Updated: Apr 12, 2022
It's so exciting you have adopted a dog but now how will you all adjust? The first few days are so important and can sometimes be a tough transition, so here are a few tips to help you settle your rescue dog into your home and their new life.
Before you bring your new dog home be sure you have a crate or bed set up that will be theirs. If you are bringing them home via car, a dog car seat or sling with a harness tether to keep them safe and secure; they will be excited and nervous and good idea to get them use to the car.
By adopting a dog you a giving them a second chance in life and a well deserved one. Most often you won't know the history of your adopted dog; where they came from, were they mistreated? Were they living on the streets? So for the first week it is a really important time to establish trust and good routines. First create a safe and loving space for your new dog, give them an area for their crate or bed were they can retreat to as it can be very overwhelming and new for them.
Don't go overboard on day one. Keep their environment calm and refrain from introducing them to a lot of people, toys and spaces. If introducing to a family, try one family member at a time just so they can easily adjust to each one of them and build confidence. Let the dog come to each family member. You don't want your dog to feel overcrowded and this lets them adjust to their new life in their own time.

───

THE TASKS:
a – Copy the rescue dog tips word for word, starting at "Before you bring" and going down to "new for them.".
b – According to the rescue dog tips, which things should you avoid introducing a new dog to in large numbers on day one?
c – In the rescue dog tips, which period is called a really important time to establish trust and good routines?

───

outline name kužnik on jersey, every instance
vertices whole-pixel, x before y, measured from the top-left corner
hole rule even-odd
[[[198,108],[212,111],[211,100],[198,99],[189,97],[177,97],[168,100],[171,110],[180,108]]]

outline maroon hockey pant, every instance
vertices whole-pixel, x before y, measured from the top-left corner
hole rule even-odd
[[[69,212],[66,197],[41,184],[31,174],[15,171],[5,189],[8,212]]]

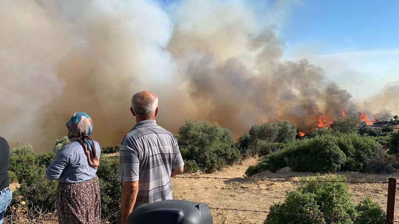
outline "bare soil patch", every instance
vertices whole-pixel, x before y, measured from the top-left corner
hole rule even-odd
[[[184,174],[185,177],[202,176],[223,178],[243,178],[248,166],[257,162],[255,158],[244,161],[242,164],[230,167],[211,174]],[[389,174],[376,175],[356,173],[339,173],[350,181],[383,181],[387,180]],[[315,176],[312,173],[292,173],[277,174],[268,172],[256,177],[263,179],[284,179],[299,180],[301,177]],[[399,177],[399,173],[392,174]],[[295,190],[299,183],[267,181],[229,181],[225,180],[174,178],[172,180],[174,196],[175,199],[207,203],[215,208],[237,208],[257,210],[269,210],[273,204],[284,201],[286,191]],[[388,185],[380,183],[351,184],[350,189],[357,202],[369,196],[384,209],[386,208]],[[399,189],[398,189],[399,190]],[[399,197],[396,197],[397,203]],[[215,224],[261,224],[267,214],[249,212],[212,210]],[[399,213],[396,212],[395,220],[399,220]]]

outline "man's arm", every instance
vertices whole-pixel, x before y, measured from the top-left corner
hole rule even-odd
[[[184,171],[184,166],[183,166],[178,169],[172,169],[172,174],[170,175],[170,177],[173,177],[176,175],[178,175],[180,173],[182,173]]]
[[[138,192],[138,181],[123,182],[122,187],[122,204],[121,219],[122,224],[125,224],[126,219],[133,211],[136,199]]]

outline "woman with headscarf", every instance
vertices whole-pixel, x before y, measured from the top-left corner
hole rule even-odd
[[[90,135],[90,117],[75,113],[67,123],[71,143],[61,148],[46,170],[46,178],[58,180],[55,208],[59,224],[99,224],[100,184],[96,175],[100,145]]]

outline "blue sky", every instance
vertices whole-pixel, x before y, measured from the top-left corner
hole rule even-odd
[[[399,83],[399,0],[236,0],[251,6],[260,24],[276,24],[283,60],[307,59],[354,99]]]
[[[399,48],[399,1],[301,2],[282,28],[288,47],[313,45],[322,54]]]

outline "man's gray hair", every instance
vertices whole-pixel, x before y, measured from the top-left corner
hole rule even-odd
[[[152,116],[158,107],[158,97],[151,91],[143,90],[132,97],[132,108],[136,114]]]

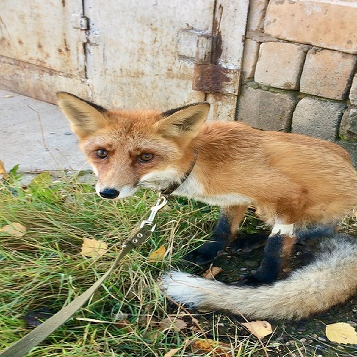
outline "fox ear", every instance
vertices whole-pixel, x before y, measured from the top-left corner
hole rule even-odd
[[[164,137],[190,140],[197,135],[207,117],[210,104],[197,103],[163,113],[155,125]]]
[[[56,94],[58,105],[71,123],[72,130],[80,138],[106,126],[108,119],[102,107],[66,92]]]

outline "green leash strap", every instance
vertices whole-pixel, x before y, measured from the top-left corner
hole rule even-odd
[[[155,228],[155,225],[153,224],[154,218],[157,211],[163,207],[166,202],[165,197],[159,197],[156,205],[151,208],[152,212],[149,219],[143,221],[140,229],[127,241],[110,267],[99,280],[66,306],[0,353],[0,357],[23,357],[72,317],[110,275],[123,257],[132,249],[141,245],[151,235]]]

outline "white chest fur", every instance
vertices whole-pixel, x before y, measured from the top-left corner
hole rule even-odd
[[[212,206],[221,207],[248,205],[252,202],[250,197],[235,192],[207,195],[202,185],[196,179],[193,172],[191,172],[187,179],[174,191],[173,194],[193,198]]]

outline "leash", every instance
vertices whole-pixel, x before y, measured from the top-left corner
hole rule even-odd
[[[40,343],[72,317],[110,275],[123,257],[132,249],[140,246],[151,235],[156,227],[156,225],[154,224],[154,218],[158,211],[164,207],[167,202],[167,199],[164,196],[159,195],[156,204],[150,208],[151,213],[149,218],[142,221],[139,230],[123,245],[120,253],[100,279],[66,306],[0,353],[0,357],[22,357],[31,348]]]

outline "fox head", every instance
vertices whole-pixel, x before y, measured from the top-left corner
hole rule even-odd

───

TASK-BY-TASK SOLUTIONS:
a –
Before you bring your new dog home be sure you have a crate or bed set up that will be theirs. If you are bringing them home via car, a dog car seat or sling with a harness tether to keep them safe and secure; they will be excited and nervous and good idea to get them use to the car.
By adopting a dog you a giving them a second chance in life and a well deserved one. Most often you won't know the history of your adopted dog; where they came from, were they mistreated? Were they living on the streets? So for the first week it is a really important time to establish trust and good routines. First create a safe and loving space for your new dog, give them an area for their crate or bed were they can retreat to as it can be very overwhelming and new for them.

b –
People
Toys
Spaces

c – The first week.